Your task -
Return each line in the listing below that contains the string "gray", copied character for character.

┌─ Information supplied

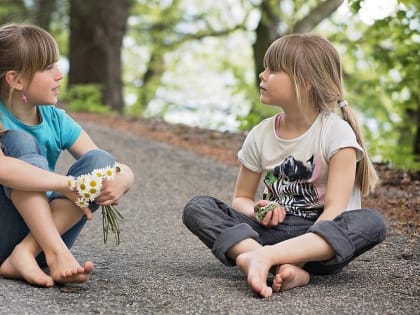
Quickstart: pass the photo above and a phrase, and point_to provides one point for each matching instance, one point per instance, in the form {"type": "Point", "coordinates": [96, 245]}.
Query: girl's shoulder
{"type": "Point", "coordinates": [333, 122]}
{"type": "Point", "coordinates": [265, 125]}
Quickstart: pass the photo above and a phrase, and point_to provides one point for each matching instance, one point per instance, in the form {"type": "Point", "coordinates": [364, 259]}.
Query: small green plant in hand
{"type": "Point", "coordinates": [261, 211]}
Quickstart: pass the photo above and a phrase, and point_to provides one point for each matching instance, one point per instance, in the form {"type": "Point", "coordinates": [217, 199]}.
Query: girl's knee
{"type": "Point", "coordinates": [375, 223]}
{"type": "Point", "coordinates": [192, 209]}
{"type": "Point", "coordinates": [23, 146]}
{"type": "Point", "coordinates": [90, 161]}
{"type": "Point", "coordinates": [16, 143]}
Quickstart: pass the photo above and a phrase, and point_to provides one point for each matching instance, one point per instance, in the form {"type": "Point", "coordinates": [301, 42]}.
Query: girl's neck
{"type": "Point", "coordinates": [291, 125]}
{"type": "Point", "coordinates": [25, 113]}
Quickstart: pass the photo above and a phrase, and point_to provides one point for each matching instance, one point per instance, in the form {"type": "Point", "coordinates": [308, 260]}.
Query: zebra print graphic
{"type": "Point", "coordinates": [288, 185]}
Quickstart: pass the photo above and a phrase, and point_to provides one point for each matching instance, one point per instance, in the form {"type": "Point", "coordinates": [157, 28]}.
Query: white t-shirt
{"type": "Point", "coordinates": [296, 170]}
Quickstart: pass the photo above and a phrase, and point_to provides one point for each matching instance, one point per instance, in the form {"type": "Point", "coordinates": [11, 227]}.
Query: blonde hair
{"type": "Point", "coordinates": [25, 49]}
{"type": "Point", "coordinates": [314, 66]}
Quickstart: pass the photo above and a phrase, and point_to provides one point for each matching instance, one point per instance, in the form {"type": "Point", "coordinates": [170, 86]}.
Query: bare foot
{"type": "Point", "coordinates": [256, 267]}
{"type": "Point", "coordinates": [22, 265]}
{"type": "Point", "coordinates": [289, 277]}
{"type": "Point", "coordinates": [64, 268]}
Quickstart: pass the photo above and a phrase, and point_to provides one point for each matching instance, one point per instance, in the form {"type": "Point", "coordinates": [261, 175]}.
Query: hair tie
{"type": "Point", "coordinates": [342, 103]}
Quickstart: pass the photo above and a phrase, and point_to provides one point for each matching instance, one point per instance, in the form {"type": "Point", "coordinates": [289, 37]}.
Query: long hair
{"type": "Point", "coordinates": [314, 66]}
{"type": "Point", "coordinates": [25, 49]}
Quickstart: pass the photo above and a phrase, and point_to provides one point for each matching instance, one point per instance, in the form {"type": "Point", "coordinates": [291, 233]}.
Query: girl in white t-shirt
{"type": "Point", "coordinates": [315, 169]}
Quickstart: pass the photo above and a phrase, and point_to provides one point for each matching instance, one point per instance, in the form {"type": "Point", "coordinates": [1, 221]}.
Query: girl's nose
{"type": "Point", "coordinates": [260, 76]}
{"type": "Point", "coordinates": [59, 75]}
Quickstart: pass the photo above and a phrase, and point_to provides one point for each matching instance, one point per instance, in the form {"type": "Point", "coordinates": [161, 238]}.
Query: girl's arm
{"type": "Point", "coordinates": [82, 145]}
{"type": "Point", "coordinates": [341, 177]}
{"type": "Point", "coordinates": [245, 189]}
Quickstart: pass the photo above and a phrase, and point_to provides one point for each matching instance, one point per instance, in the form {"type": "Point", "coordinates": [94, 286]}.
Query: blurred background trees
{"type": "Point", "coordinates": [139, 57]}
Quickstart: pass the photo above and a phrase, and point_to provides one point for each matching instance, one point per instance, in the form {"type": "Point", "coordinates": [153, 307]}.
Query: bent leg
{"type": "Point", "coordinates": [93, 159]}
{"type": "Point", "coordinates": [17, 261]}
{"type": "Point", "coordinates": [350, 234]}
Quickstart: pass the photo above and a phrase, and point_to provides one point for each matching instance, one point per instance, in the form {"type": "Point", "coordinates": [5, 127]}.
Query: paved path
{"type": "Point", "coordinates": [161, 268]}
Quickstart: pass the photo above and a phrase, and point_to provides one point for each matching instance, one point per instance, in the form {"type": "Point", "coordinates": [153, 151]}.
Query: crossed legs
{"type": "Point", "coordinates": [286, 257]}
{"type": "Point", "coordinates": [47, 223]}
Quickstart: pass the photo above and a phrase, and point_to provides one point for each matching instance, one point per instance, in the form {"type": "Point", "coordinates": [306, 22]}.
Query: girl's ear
{"type": "Point", "coordinates": [13, 80]}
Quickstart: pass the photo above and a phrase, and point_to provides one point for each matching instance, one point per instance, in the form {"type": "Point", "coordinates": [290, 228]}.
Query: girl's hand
{"type": "Point", "coordinates": [111, 192]}
{"type": "Point", "coordinates": [73, 196]}
{"type": "Point", "coordinates": [273, 217]}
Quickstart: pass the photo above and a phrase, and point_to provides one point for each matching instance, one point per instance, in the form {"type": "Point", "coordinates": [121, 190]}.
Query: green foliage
{"type": "Point", "coordinates": [86, 98]}
{"type": "Point", "coordinates": [382, 75]}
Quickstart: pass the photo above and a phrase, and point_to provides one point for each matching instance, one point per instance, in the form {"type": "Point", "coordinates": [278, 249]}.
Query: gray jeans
{"type": "Point", "coordinates": [220, 227]}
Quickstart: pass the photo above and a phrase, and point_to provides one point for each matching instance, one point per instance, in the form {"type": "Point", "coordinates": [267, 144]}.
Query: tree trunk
{"type": "Point", "coordinates": [97, 30]}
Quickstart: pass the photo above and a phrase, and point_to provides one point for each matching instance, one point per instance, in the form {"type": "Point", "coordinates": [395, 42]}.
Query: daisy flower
{"type": "Point", "coordinates": [88, 187]}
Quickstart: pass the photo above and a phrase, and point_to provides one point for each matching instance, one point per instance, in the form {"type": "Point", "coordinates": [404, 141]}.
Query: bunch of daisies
{"type": "Point", "coordinates": [88, 187]}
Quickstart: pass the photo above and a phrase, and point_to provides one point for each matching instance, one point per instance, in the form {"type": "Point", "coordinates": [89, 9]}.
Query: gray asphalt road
{"type": "Point", "coordinates": [161, 268]}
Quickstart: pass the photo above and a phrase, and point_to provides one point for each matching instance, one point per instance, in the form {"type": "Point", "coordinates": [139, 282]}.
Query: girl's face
{"type": "Point", "coordinates": [43, 89]}
{"type": "Point", "coordinates": [276, 88]}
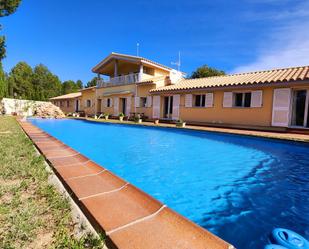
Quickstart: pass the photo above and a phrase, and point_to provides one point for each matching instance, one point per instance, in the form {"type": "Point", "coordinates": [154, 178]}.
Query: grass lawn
{"type": "Point", "coordinates": [33, 214]}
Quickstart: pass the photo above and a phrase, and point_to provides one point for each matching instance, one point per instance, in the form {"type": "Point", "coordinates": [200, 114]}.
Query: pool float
{"type": "Point", "coordinates": [288, 239]}
{"type": "Point", "coordinates": [273, 246]}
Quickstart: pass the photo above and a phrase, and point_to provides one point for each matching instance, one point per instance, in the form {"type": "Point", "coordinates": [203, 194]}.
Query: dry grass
{"type": "Point", "coordinates": [32, 212]}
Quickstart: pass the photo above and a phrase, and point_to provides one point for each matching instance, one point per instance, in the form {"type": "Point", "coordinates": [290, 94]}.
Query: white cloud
{"type": "Point", "coordinates": [285, 47]}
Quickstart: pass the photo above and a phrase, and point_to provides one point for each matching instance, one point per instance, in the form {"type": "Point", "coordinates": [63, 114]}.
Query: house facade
{"type": "Point", "coordinates": [130, 85]}
{"type": "Point", "coordinates": [68, 103]}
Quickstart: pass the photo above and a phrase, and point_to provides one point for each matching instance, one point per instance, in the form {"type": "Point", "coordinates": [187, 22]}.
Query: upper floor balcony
{"type": "Point", "coordinates": [127, 79]}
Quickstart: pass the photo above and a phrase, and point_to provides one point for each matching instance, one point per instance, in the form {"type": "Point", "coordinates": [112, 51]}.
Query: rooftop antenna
{"type": "Point", "coordinates": [137, 49]}
{"type": "Point", "coordinates": [177, 63]}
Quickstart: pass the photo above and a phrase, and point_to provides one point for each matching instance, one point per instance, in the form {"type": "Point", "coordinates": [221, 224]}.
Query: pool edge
{"type": "Point", "coordinates": [125, 227]}
{"type": "Point", "coordinates": [292, 137]}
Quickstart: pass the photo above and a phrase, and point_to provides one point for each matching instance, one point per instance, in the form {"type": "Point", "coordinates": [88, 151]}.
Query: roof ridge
{"type": "Point", "coordinates": [246, 73]}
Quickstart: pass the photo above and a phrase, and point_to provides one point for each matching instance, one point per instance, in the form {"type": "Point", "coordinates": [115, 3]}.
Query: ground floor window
{"type": "Point", "coordinates": [242, 99]}
{"type": "Point", "coordinates": [300, 108]}
{"type": "Point", "coordinates": [199, 100]}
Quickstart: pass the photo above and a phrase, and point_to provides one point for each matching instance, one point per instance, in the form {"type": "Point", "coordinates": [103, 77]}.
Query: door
{"type": "Point", "coordinates": [123, 105]}
{"type": "Point", "coordinates": [168, 107]}
{"type": "Point", "coordinates": [300, 117]}
{"type": "Point", "coordinates": [76, 105]}
{"type": "Point", "coordinates": [99, 106]}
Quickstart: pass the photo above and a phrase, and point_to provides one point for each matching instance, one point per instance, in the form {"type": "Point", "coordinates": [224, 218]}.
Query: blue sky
{"type": "Point", "coordinates": [71, 36]}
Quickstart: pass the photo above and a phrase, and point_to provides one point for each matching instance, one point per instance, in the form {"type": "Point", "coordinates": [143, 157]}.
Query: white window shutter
{"type": "Point", "coordinates": [176, 103]}
{"type": "Point", "coordinates": [256, 98]}
{"type": "Point", "coordinates": [116, 106]}
{"type": "Point", "coordinates": [128, 106]}
{"type": "Point", "coordinates": [228, 99]}
{"type": "Point", "coordinates": [281, 107]}
{"type": "Point", "coordinates": [149, 101]}
{"type": "Point", "coordinates": [188, 100]}
{"type": "Point", "coordinates": [137, 101]}
{"type": "Point", "coordinates": [209, 102]}
{"type": "Point", "coordinates": [156, 107]}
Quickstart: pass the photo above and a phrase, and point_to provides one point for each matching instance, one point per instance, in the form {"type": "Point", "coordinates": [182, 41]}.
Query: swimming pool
{"type": "Point", "coordinates": [237, 187]}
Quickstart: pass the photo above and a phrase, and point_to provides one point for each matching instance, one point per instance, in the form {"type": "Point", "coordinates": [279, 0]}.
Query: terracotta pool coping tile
{"type": "Point", "coordinates": [79, 170]}
{"type": "Point", "coordinates": [70, 160]}
{"type": "Point", "coordinates": [124, 206]}
{"type": "Point", "coordinates": [132, 218]}
{"type": "Point", "coordinates": [95, 184]}
{"type": "Point", "coordinates": [167, 229]}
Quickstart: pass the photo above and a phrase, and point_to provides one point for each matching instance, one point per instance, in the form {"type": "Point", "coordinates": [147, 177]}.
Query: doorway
{"type": "Point", "coordinates": [300, 106]}
{"type": "Point", "coordinates": [123, 105]}
{"type": "Point", "coordinates": [77, 105]}
{"type": "Point", "coordinates": [168, 107]}
{"type": "Point", "coordinates": [99, 106]}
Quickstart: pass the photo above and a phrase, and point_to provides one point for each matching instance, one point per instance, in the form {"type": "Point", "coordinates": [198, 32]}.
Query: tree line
{"type": "Point", "coordinates": [37, 83]}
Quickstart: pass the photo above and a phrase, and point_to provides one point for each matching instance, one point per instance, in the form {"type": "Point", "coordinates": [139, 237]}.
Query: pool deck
{"type": "Point", "coordinates": [130, 218]}
{"type": "Point", "coordinates": [264, 134]}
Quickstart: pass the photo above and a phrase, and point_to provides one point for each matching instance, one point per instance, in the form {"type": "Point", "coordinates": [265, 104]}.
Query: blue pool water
{"type": "Point", "coordinates": [238, 187]}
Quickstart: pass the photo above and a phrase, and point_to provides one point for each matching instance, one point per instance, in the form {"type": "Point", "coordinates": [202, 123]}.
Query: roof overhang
{"type": "Point", "coordinates": [103, 66]}
{"type": "Point", "coordinates": [117, 93]}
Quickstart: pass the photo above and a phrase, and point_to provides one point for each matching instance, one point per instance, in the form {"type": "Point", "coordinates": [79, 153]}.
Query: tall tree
{"type": "Point", "coordinates": [46, 84]}
{"type": "Point", "coordinates": [3, 83]}
{"type": "Point", "coordinates": [92, 82]}
{"type": "Point", "coordinates": [7, 7]}
{"type": "Point", "coordinates": [205, 71]}
{"type": "Point", "coordinates": [20, 81]}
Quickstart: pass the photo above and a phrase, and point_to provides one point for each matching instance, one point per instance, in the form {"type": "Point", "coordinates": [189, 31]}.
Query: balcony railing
{"type": "Point", "coordinates": [120, 80]}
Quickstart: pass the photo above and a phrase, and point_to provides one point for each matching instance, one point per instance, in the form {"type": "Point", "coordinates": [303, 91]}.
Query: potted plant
{"type": "Point", "coordinates": [121, 116]}
{"type": "Point", "coordinates": [105, 116]}
{"type": "Point", "coordinates": [180, 123]}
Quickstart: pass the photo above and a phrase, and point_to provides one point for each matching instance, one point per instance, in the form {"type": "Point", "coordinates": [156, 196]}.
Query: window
{"type": "Point", "coordinates": [108, 102]}
{"type": "Point", "coordinates": [88, 103]}
{"type": "Point", "coordinates": [242, 99]}
{"type": "Point", "coordinates": [143, 101]}
{"type": "Point", "coordinates": [199, 100]}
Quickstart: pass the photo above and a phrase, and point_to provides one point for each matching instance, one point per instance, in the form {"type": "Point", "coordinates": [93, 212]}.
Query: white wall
{"type": "Point", "coordinates": [19, 106]}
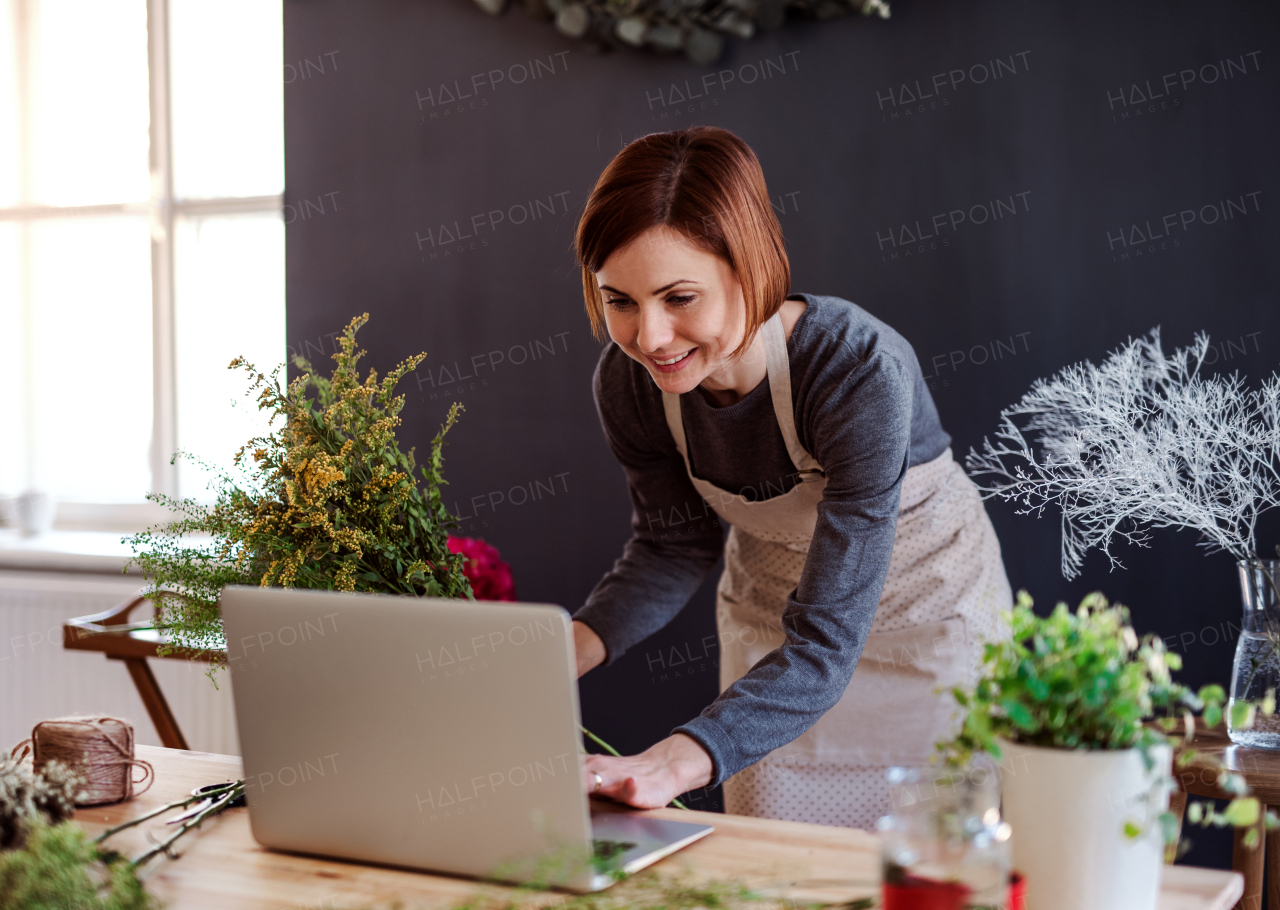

└─

Finished exercise -
Query: gray jeans
Query: gray asphalt road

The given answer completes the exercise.